AIM -> Rewrite the material that follows, replacing every "Target" with "Reference" and leaving all else unchanged.

GIVEN ENTRIES ->
/---

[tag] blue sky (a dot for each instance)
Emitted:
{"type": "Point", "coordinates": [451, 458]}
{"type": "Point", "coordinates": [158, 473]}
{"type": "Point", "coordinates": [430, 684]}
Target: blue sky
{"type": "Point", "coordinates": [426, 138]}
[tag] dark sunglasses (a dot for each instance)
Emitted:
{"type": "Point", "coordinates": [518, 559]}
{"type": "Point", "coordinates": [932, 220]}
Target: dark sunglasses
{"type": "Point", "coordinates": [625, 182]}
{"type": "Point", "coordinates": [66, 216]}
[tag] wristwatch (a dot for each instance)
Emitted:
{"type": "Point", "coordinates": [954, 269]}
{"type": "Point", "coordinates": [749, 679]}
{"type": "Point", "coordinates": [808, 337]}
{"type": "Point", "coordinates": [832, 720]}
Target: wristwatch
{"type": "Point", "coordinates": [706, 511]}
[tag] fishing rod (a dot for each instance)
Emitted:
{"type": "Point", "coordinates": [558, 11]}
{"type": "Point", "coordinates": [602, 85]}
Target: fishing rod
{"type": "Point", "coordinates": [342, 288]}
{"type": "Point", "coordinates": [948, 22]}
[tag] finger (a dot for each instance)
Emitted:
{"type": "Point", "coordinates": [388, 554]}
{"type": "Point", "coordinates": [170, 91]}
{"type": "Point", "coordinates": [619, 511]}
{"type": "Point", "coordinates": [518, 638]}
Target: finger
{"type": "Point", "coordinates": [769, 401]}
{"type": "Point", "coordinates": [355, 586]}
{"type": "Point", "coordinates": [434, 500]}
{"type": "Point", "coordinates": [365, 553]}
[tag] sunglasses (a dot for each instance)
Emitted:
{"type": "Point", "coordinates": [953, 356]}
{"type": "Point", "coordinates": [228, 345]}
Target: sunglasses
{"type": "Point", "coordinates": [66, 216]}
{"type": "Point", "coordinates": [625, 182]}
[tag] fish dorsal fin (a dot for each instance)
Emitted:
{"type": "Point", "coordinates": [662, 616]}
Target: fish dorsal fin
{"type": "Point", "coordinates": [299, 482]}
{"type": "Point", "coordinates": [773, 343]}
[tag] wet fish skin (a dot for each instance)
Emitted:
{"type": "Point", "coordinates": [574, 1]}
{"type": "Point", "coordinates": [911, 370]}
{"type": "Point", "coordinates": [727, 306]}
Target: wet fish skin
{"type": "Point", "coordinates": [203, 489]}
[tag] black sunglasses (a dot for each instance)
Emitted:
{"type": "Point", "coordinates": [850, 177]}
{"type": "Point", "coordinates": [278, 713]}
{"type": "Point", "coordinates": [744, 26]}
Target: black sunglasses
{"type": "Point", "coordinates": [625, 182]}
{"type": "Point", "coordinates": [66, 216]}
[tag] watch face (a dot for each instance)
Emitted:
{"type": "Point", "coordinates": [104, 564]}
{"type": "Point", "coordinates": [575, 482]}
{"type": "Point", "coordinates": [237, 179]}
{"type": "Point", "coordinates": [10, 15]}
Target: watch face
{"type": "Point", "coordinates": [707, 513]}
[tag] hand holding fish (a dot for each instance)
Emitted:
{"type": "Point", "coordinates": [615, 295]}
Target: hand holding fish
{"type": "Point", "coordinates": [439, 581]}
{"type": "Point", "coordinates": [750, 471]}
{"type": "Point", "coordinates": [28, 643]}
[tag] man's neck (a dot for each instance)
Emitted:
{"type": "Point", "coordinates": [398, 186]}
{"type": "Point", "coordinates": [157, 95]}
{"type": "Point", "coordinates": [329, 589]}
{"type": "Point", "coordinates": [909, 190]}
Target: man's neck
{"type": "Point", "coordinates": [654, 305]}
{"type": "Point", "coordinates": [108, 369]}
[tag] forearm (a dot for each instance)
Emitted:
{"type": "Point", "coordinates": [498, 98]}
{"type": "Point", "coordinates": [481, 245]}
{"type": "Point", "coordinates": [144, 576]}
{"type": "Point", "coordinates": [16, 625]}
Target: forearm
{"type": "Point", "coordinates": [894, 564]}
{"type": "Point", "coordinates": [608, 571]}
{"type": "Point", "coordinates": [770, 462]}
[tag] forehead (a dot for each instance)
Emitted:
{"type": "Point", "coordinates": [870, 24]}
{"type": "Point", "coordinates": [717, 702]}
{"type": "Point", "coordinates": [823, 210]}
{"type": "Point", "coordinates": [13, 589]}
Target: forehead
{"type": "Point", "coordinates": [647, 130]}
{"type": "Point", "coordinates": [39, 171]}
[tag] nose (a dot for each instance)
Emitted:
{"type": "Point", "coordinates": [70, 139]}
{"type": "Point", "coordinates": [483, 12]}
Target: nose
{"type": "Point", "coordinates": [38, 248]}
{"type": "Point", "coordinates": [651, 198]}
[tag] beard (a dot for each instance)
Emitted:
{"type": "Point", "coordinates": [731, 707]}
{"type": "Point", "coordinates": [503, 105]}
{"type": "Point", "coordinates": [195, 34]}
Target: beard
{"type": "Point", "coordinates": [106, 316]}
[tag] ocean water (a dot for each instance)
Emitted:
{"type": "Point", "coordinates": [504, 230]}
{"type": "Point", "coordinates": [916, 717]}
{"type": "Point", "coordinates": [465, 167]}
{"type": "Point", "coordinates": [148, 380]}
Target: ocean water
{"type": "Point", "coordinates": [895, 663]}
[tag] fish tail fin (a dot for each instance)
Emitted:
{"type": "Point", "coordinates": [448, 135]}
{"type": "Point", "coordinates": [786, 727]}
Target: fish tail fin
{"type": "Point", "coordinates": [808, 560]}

\---

THE SOLUTION ->
[tag] blue sky (a dot for each instance)
Emitted:
{"type": "Point", "coordinates": [451, 458]}
{"type": "Point", "coordinates": [158, 473]}
{"type": "Point", "coordinates": [430, 684]}
Reference: blue sky
{"type": "Point", "coordinates": [426, 138]}
[tag] dark sunglasses (a dot for each instance)
Emitted:
{"type": "Point", "coordinates": [518, 559]}
{"type": "Point", "coordinates": [932, 220]}
Reference: dark sunglasses
{"type": "Point", "coordinates": [625, 182]}
{"type": "Point", "coordinates": [66, 216]}
[tag] wristwatch (a dot for each instance)
Emitted:
{"type": "Point", "coordinates": [954, 269]}
{"type": "Point", "coordinates": [749, 679]}
{"type": "Point", "coordinates": [808, 337]}
{"type": "Point", "coordinates": [832, 720]}
Reference: wristwatch
{"type": "Point", "coordinates": [706, 511]}
[tag] fishing rod (a dot for each instance)
Emitted:
{"type": "Point", "coordinates": [558, 11]}
{"type": "Point", "coordinates": [602, 85]}
Reference: fishing rod
{"type": "Point", "coordinates": [342, 288]}
{"type": "Point", "coordinates": [948, 22]}
[tag] finger (a dot for each instance)
Emitted:
{"type": "Point", "coordinates": [388, 554]}
{"type": "Point", "coordinates": [170, 91]}
{"type": "Point", "coordinates": [619, 511]}
{"type": "Point", "coordinates": [518, 638]}
Reference: finger
{"type": "Point", "coordinates": [769, 401]}
{"type": "Point", "coordinates": [355, 586]}
{"type": "Point", "coordinates": [434, 500]}
{"type": "Point", "coordinates": [365, 553]}
[tag] sunglasses (a dot for each instance)
Emitted:
{"type": "Point", "coordinates": [953, 356]}
{"type": "Point", "coordinates": [228, 345]}
Reference: sunglasses
{"type": "Point", "coordinates": [66, 216]}
{"type": "Point", "coordinates": [625, 182]}
[tag] fish dorsal fin (a dot for each instance)
Emitted:
{"type": "Point", "coordinates": [662, 616]}
Reference: fish dorsal fin
{"type": "Point", "coordinates": [299, 482]}
{"type": "Point", "coordinates": [773, 343]}
[tag] wet fish skin (a dot for each instance)
Emitted:
{"type": "Point", "coordinates": [574, 1]}
{"type": "Point", "coordinates": [911, 370]}
{"type": "Point", "coordinates": [727, 306]}
Reference: wet fish skin
{"type": "Point", "coordinates": [203, 489]}
[tag] black sunglasses (a dot for each instance)
Emitted:
{"type": "Point", "coordinates": [850, 177]}
{"type": "Point", "coordinates": [278, 713]}
{"type": "Point", "coordinates": [744, 26]}
Reference: black sunglasses
{"type": "Point", "coordinates": [625, 182]}
{"type": "Point", "coordinates": [66, 216]}
[tag] watch face (a dot for each instance)
Emitted:
{"type": "Point", "coordinates": [104, 564]}
{"type": "Point", "coordinates": [575, 482]}
{"type": "Point", "coordinates": [237, 179]}
{"type": "Point", "coordinates": [10, 15]}
Reference: watch face
{"type": "Point", "coordinates": [707, 513]}
[tag] hand holding fish (a dot for each instance)
Emitted:
{"type": "Point", "coordinates": [615, 295]}
Reference: hand holding fish
{"type": "Point", "coordinates": [439, 581]}
{"type": "Point", "coordinates": [750, 471]}
{"type": "Point", "coordinates": [28, 643]}
[tag] man's neck (a dot for each instance)
Emitted:
{"type": "Point", "coordinates": [398, 186]}
{"type": "Point", "coordinates": [157, 95]}
{"type": "Point", "coordinates": [329, 589]}
{"type": "Point", "coordinates": [909, 190]}
Reference: man's neck
{"type": "Point", "coordinates": [654, 305]}
{"type": "Point", "coordinates": [108, 369]}
[tag] forearm (a dot for each instance)
Emitted:
{"type": "Point", "coordinates": [498, 98]}
{"type": "Point", "coordinates": [481, 245]}
{"type": "Point", "coordinates": [144, 576]}
{"type": "Point", "coordinates": [16, 625]}
Reference: forearm
{"type": "Point", "coordinates": [894, 564]}
{"type": "Point", "coordinates": [608, 571]}
{"type": "Point", "coordinates": [770, 462]}
[tag] forehead (a dot for each instance)
Emitted:
{"type": "Point", "coordinates": [870, 24]}
{"type": "Point", "coordinates": [717, 702]}
{"type": "Point", "coordinates": [823, 210]}
{"type": "Point", "coordinates": [13, 589]}
Reference: forehead
{"type": "Point", "coordinates": [647, 130]}
{"type": "Point", "coordinates": [39, 171]}
[tag] nose (a dot for each instance)
Emitted:
{"type": "Point", "coordinates": [70, 139]}
{"type": "Point", "coordinates": [483, 12]}
Reference: nose
{"type": "Point", "coordinates": [38, 248]}
{"type": "Point", "coordinates": [651, 198]}
[tag] beard (a dot for each instance)
Emitted:
{"type": "Point", "coordinates": [731, 707]}
{"type": "Point", "coordinates": [503, 105]}
{"type": "Point", "coordinates": [195, 34]}
Reference: beard
{"type": "Point", "coordinates": [106, 316]}
[tag] ocean water (a dot for each instance)
Emitted:
{"type": "Point", "coordinates": [504, 230]}
{"type": "Point", "coordinates": [916, 717]}
{"type": "Point", "coordinates": [465, 167]}
{"type": "Point", "coordinates": [148, 380]}
Reference: ocean water
{"type": "Point", "coordinates": [895, 663]}
[tag] fish tail fin (a dot for each instance)
Emitted:
{"type": "Point", "coordinates": [448, 135]}
{"type": "Point", "coordinates": [786, 727]}
Reference: fish tail fin
{"type": "Point", "coordinates": [808, 560]}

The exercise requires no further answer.